> What you need to do
Continue the news article about sargassum seaweed on Florida's beaches, starting after its last sentence.

In low doses, "it is a good thing for the ocean because many animals use this as habitat,” he said in an interview. “But only in recent years has Florida experienced a lot of sargassum on the beaches — and a huge amount.”

Scientists say the rapid growth of the seaweed is likely the result of warming temperatures and the increased amount of nitrogen in the ocean coming from the fertilizer runoff of large-scale agriculture operations.

“Before 2011, there was really a minimum amount of sargassum in the tropics, almost nothing, a few clumps here and there,” Hu said.

Ten years later, Hu said, this year’s amount is already about 10 times greater than what researchers found back in 2011.

Writing in The Conversation last week, Stephen Leatherman, a professor of coastal science at Florida International University, said "the scale of recent coastal influxes is unprecedented."

In his article, Leatherman recalled the scene from a decade ago when he was conducting research in the British Virgin Islands and he saw sargassum extending 500 feet offshore.

“Swimmers couldn’t get into the water,” he wrote. “Some boats couldn’t leave port. Beaches were piled with massive mounds, some nearly as tall as I was.”

> Given information

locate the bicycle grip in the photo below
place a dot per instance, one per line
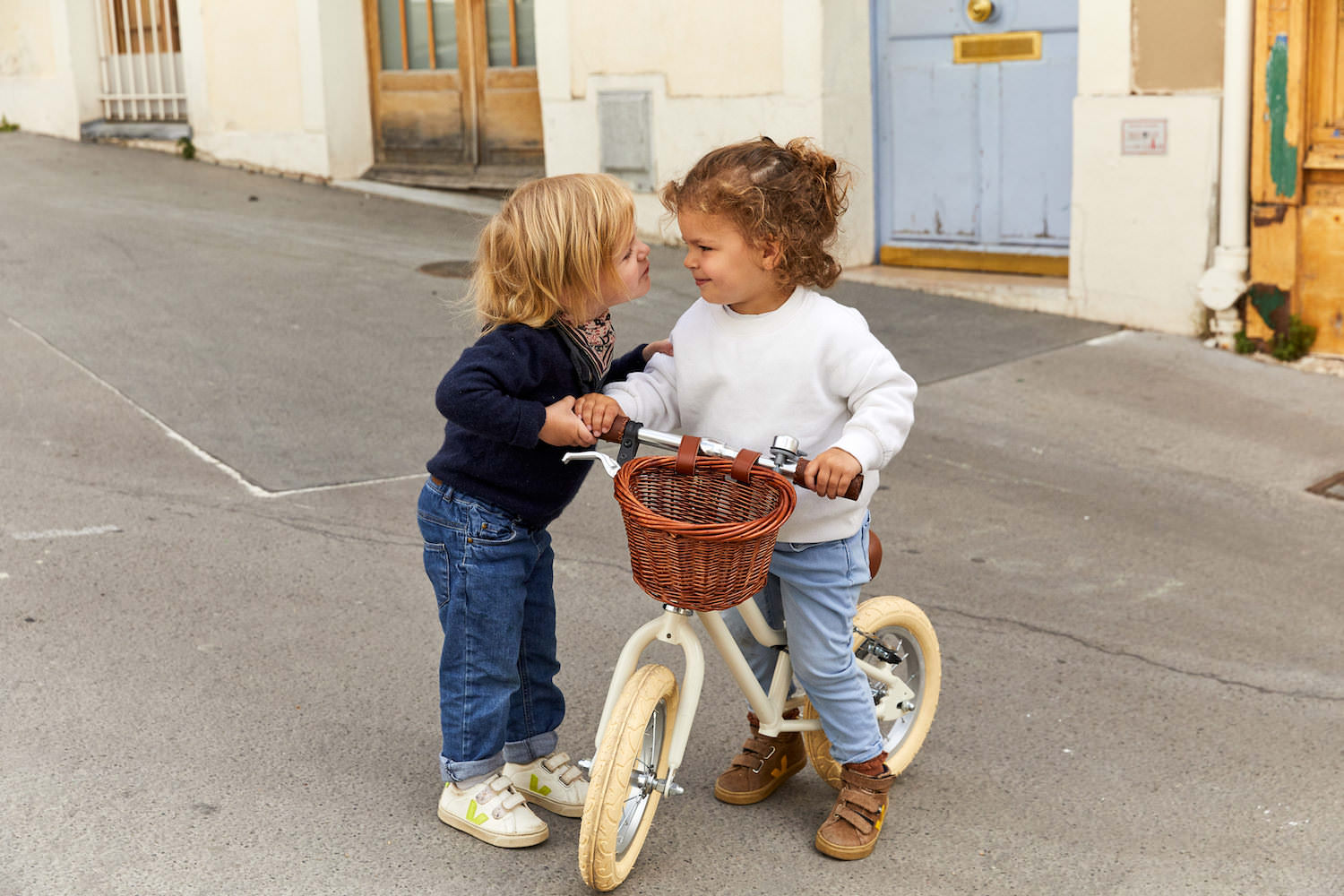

> Written reply
He said the record year came in 2018, when NASA satellites showed “the largest marine algae bloom in the world,” a belt of sargassum that contained more than 22 million tons of seaweed that extended 5,500 miles across the Atlantic to West Africa.

While the seaweed is hurting tourism in the Caribbean, Leatherman noted that sargassum plays an important role in ocean health because it “offers food, sanctuary and breeding grounds for crabs, shrimp, whales, migratory birds and some 120 species of fish,” along with 43 threatened or endangered species.

According to NOAA, the “ecological importance” of sargassum was recognized in 2003, when it was designated as essential fish habitat in the U.S. exclusive economic zone off the southern Atlantic states. The designation gave the areas special protection.

‘You may have noticed an influx’

Parks officials began issuing advisories when the seaweed started showing up on beaches earlier than usual this year.

“You may have noticed an influx of brownish seaweed or sargassum along our shoreline in recent weeks,” the city of Miami Beach said in a springtime seaweed advisory. “While this is a natural occurrence, the city is coordinating closely with the county to do everything possible to minimize the inconvenience to our residents and visitors.”

The advisory warned beachgoers that the seaweed “is not dangerous but can cause skin irritation from the tiny sea creatures that live in it.”

Volusia Beaches posted an advisory on Twitter in May, warning that “an excessive amount of sargassum seaweed” had washed in due to heavy surf, winds and currents.

“Although it may be stinky as it begins to break down, this is how our beautiful beach naturally restores any lost elevation,” the post said. “The seaweed catches and collects the windblown sand.”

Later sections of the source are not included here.